Task description: Copy out all of the material below word for word, but leave out the pictures.

Record list:
** Start **
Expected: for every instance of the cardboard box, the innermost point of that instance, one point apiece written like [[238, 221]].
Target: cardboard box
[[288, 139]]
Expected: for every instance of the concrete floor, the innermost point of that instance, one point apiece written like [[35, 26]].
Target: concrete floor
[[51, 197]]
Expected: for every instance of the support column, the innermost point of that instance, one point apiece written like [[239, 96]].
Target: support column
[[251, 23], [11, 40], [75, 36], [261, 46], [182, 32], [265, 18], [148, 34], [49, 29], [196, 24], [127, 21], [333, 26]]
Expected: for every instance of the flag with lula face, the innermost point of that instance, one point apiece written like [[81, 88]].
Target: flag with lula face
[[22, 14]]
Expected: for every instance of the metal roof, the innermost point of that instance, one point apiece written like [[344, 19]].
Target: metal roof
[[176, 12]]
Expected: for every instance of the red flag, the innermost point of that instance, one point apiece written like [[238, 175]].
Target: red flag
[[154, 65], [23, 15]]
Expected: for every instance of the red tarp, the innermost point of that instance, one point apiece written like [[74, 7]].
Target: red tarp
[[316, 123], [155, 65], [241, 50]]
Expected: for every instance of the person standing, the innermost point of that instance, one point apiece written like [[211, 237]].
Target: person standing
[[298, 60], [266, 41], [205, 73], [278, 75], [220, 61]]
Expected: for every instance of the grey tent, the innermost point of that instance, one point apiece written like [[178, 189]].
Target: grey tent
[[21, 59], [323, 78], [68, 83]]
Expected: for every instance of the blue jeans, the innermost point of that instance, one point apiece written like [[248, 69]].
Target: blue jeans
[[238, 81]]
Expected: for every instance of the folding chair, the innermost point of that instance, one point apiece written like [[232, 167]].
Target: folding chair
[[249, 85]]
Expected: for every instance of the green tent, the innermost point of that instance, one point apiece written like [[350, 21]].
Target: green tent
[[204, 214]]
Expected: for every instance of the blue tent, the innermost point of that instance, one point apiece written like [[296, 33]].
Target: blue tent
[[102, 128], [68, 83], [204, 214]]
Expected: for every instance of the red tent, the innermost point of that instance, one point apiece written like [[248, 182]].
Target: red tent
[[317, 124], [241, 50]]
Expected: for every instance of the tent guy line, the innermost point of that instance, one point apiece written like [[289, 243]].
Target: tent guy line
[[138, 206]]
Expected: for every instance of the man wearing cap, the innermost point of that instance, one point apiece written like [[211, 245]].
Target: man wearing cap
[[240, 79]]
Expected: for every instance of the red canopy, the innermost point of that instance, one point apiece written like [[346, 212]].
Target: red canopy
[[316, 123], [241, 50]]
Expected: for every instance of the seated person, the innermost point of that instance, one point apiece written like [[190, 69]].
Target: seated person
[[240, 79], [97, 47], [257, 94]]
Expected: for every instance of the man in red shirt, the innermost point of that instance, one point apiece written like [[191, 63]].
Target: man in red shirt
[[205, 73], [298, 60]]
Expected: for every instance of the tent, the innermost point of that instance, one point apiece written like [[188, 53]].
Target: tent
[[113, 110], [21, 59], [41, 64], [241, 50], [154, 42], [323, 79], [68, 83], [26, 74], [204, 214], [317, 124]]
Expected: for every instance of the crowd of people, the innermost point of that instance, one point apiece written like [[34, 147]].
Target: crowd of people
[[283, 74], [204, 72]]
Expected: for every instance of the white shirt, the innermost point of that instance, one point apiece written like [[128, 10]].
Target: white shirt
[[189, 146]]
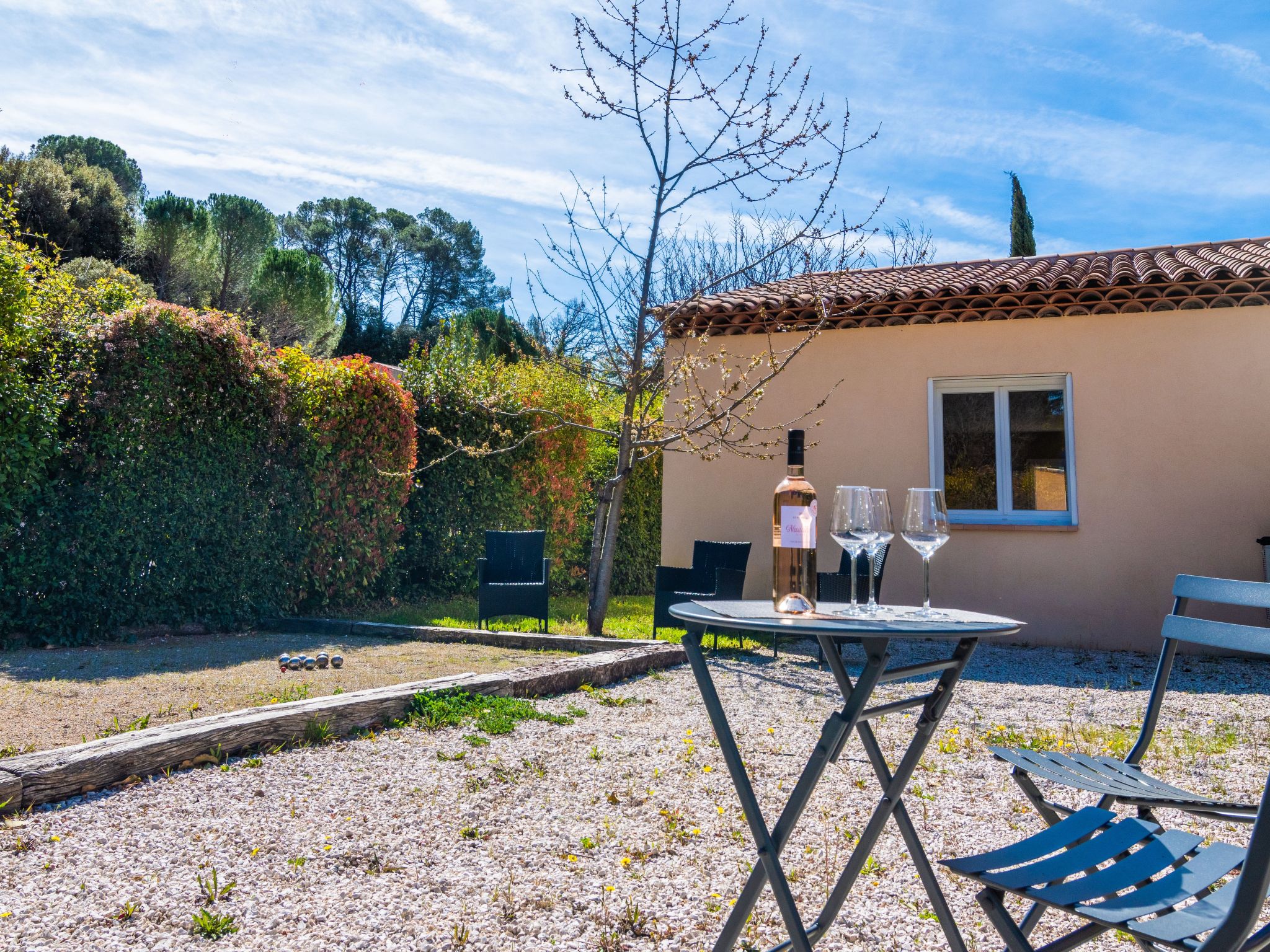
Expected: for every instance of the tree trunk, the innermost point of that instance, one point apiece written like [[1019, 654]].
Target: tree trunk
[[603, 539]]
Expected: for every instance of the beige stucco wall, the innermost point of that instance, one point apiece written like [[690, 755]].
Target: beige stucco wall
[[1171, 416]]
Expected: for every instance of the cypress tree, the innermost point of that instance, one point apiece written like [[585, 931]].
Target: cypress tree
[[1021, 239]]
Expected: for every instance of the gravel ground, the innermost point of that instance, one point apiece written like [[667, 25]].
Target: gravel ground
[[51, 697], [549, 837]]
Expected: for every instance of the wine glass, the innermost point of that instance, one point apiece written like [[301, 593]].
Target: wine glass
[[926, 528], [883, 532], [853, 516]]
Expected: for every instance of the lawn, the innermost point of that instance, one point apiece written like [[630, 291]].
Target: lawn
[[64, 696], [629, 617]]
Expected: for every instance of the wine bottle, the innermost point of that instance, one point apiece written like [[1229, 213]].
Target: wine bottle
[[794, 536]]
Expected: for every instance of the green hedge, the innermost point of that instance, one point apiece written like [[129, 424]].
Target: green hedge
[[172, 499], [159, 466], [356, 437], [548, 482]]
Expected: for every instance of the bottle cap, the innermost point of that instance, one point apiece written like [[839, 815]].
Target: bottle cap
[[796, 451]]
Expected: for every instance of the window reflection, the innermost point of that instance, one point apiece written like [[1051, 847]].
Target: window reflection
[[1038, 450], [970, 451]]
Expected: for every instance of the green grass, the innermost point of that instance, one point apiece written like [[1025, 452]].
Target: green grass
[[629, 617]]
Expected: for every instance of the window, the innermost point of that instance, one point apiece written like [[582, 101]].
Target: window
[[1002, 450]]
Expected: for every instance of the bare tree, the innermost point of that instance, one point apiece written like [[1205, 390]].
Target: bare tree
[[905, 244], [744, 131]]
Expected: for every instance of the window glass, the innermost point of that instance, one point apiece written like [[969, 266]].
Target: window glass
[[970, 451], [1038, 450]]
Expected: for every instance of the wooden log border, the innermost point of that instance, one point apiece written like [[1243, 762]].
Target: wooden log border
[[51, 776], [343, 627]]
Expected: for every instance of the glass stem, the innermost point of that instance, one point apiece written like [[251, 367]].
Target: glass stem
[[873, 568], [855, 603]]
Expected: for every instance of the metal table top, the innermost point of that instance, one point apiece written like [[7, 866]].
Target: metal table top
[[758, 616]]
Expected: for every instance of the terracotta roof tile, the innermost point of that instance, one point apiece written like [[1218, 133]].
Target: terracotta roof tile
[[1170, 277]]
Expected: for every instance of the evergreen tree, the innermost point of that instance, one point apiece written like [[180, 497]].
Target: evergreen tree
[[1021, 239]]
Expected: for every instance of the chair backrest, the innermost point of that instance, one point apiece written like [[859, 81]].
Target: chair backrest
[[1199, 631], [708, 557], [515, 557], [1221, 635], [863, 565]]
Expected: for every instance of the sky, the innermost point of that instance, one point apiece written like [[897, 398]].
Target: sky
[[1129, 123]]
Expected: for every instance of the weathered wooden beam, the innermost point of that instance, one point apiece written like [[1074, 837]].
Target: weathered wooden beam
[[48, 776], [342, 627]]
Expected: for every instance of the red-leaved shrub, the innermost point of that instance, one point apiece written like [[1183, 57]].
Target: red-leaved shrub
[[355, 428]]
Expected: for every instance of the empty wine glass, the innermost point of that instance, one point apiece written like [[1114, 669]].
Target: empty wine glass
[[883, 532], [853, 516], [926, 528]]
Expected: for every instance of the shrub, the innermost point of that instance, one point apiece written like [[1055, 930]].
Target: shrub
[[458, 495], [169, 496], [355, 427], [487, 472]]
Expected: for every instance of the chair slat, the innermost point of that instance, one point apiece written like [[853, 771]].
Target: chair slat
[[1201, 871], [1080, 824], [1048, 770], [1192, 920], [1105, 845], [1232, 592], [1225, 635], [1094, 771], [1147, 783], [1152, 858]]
** End **
Task response:
Expected: for every instance of the cardboard box, the innermost point of that instance, one point apiece written like [[238, 221]].
Target: cardboard box
[[288, 139]]
Expected: for every instance of the concrete floor, the innermost point of that instance, one point apiece written like [[35, 26]].
Target: concrete floor
[[51, 197]]
Expected: for every instance of the support column, the innermost point of that instance, one point apiece written like [[239, 96]].
Target: support column
[[251, 23], [11, 40], [75, 36], [261, 46], [182, 32], [265, 18], [148, 34], [49, 29], [196, 24], [127, 21], [333, 26]]
Expected: for every instance of the flag with lula face, the innermost point of that instance, one point apiece written like [[81, 88]].
Target: flag with lula face
[[22, 14]]
Expected: for every instance of the metal roof, the innermost point of that instance, one point apiece written like [[344, 19]].
Target: metal roof
[[176, 12]]
Expected: for every instance of the red flag, the innermost point of that instance, one point apiece written like [[238, 175]].
Target: red flag
[[154, 65], [23, 15]]
Expected: for every instance of the red tarp, the innermost point of that instance, one point apiece written like [[74, 7]].
Target: red tarp
[[316, 123], [155, 65], [241, 50]]
Expected: for every instance of the person standing, the innermost point of that instance, one point apiece written like [[211, 237]].
Target: person standing
[[298, 60], [266, 41], [205, 73], [278, 75], [220, 61]]
Expected: for every instance of the grey tent, the innermost point of that instance, one point apiece written like [[178, 189]].
Target: grey tent
[[21, 59], [323, 78], [68, 83]]
Expected: for every instance of the blue jeans, the innermost point of that instance, one point apiece written like [[248, 69]].
Target: blue jeans
[[238, 81]]
Expected: for every instance of the folding chair, the innermost point of that instance, one point apiece written like [[232, 167]].
Target: folding chair
[[249, 85]]
Expected: for every instance of the green tent, the innermost point of that instance, one point apiece written like [[350, 21]].
Target: green tent
[[204, 214]]
Expected: for every instance of the blue tent, the innermost point of that instance, one point apiece written like [[296, 33]].
Target: blue tent
[[102, 128], [68, 83], [204, 214]]
Expected: for every instance of the red tent, the innermost point of that instance, one point apiece written like [[248, 182]].
Target: red tent
[[317, 124], [241, 50]]
Expected: for every instance of the tent guy line, the innermost point of that instance, one point apiece written like [[289, 243]].
Target: tent guy line
[[138, 206]]
Expected: for every instance of the man wearing cap, the innermost point of that instance, one point apiece written like [[211, 245]].
Target: man wearing cap
[[240, 79]]
Expected: for every instance of the red canopy, the innermost point of that instance, one point apiece written like [[346, 212]].
Target: red canopy
[[316, 123], [241, 50]]
Expected: for every instance of the seated person, the innermost point of that instance, one point apiece written like [[190, 69]].
Target: seated person
[[240, 79], [97, 47], [257, 94]]
Expected: for every instance of the man in red shirt, the innermost point of that instance, one point apiece written like [[191, 63]].
Target: man in red shirt
[[205, 73], [298, 60]]
Expected: for every instance of the tent, the innermost point of that instance, one point apiece written like [[188, 53]].
Target: tent
[[113, 110], [21, 59], [41, 64], [241, 50], [154, 42], [323, 79], [68, 83], [26, 74], [204, 214], [317, 124]]
Expected: for every instance of the crowd of people, the innermost point of that instance, one point apiece written like [[34, 147]].
Target: crowd of people
[[283, 74], [204, 72]]
Expected: for every instance of the white shirt, the innermost point of that instance, one point apiece written like [[128, 10]].
Target: white shirt
[[189, 146]]
Expected: for every instance of the tree trunk, the innermost point of that instance, one point apiece written like [[1019, 654]].
Target: tree trunk
[[603, 539]]
Expected: for every instance of the beige stucco wall, the innermost point of that instance, one point apiece written like [[690, 755]].
Target: beige stucco wall
[[1171, 416]]
Expected: for every instance of the cypress tree, the innermost point of that instance, one point apiece written like [[585, 931]].
Target: cypress tree
[[1021, 239]]
Expected: for every instance of the gravel ground, the innermost point of that instance, one point apiece written like [[667, 25]].
Target: gravel ground
[[51, 697], [549, 837]]
Expected: for every instance of the wine glass, the innermost point of that instance, one point apiece written like [[301, 593]].
Target: wine glass
[[926, 528], [883, 532], [853, 516]]
Expected: for every instance of the lawn, the innermost point of that instance, one point apiece written like [[630, 291]].
Target: lawn
[[64, 696], [629, 617]]
Expected: for every instance of the wine bottle, the innermost point of that instance, one point apiece written like [[1229, 213]].
Target: wine bottle
[[794, 536]]
Expected: for every instance of the green hedge, the innermost point of that instance, one point apiece written like [[129, 424]].
Target: green hedge
[[172, 499], [159, 466], [356, 437], [548, 482]]
Expected: for every instance of the bottle cap, the innermost point of that instance, one point apiece written like [[839, 815]].
Target: bottle cap
[[796, 451]]
Expected: for every instance of the window reflection, the innermost point of that instance, one point apiece written like [[1051, 847]].
Target: window reflection
[[1038, 450], [970, 451]]
Expected: for every instance of the green grass, the innermost point of that instance, one point apiece written like [[1025, 452]].
Target: green grass
[[629, 617]]
Expected: for every instance of the window, the innermost point of that instance, one point apiece written like [[582, 101]].
Target: window
[[1002, 450]]
Expected: for every instance of the bare tree, the innermost point of that instance, one point apiece written like [[1205, 390]].
Target: bare tree
[[905, 244], [744, 131]]
Expected: for every instance of the window glass, the innermost point of that instance, one point apiece written like [[969, 266]].
Target: window glass
[[970, 451], [1038, 450]]
Expected: for every instance of the wooden log border, the innermost point of that instance, one point apiece written like [[1243, 762]].
Target: wooden log border
[[51, 776], [343, 627]]
Expected: for every instance of the glass stem, the innermost point of that instance, one point apiece written like [[251, 367]].
Target: glass stem
[[873, 568], [855, 603]]
Expected: for every instance of the metal table top, the innermost point of that instance, one point apiece written like [[7, 866]].
Target: metal table top
[[758, 616]]
Expected: for every instance of the terracotta roof tile, the innermost point of that instance, one point apiece written like [[1218, 133]].
Target: terracotta roof tile
[[1170, 277]]
Expected: for every instance of the evergreen tree, the innermost point of that instance, one point apiece written like [[180, 497]].
Target: evergreen tree
[[1021, 239]]
Expected: for every instance of the chair backrest, the innermost point of that instance, one point apiece written like [[859, 81]].
Target: chair backrest
[[1199, 631], [708, 557], [515, 557], [1221, 635], [863, 565]]
Expected: for every instance of the sky, the innermost point of that instance, one point apiece written like [[897, 398]].
Target: sky
[[1129, 123]]
Expected: for every instance of the weathered wooden beam, the innermost point of that instance, one point apiece written like [[1074, 837]].
Target: weathered wooden beam
[[48, 776], [342, 627]]
Expected: for every instance of the red-leaved shrub, the innermost point of that instance, one point apiece written like [[1183, 57]].
Target: red-leaved shrub
[[355, 428]]
Expected: for every instance of the empty wine glass, the innermost point of that instance, one point apiece written like [[1114, 669]].
Target: empty wine glass
[[883, 532], [853, 516], [926, 528]]
Expected: for every instance of the shrub, the innermost point of that instance, one point apiece written like [[1055, 930]].
Target: shrub
[[458, 495], [169, 496], [355, 427], [487, 472]]
Expected: for every instance of the chair slat, the innermost point of that instance, one point apiece written like [[853, 771]].
Target: chair slat
[[1201, 871], [1080, 824], [1048, 770], [1192, 920], [1105, 845], [1232, 592], [1225, 635], [1094, 771], [1147, 783], [1152, 858]]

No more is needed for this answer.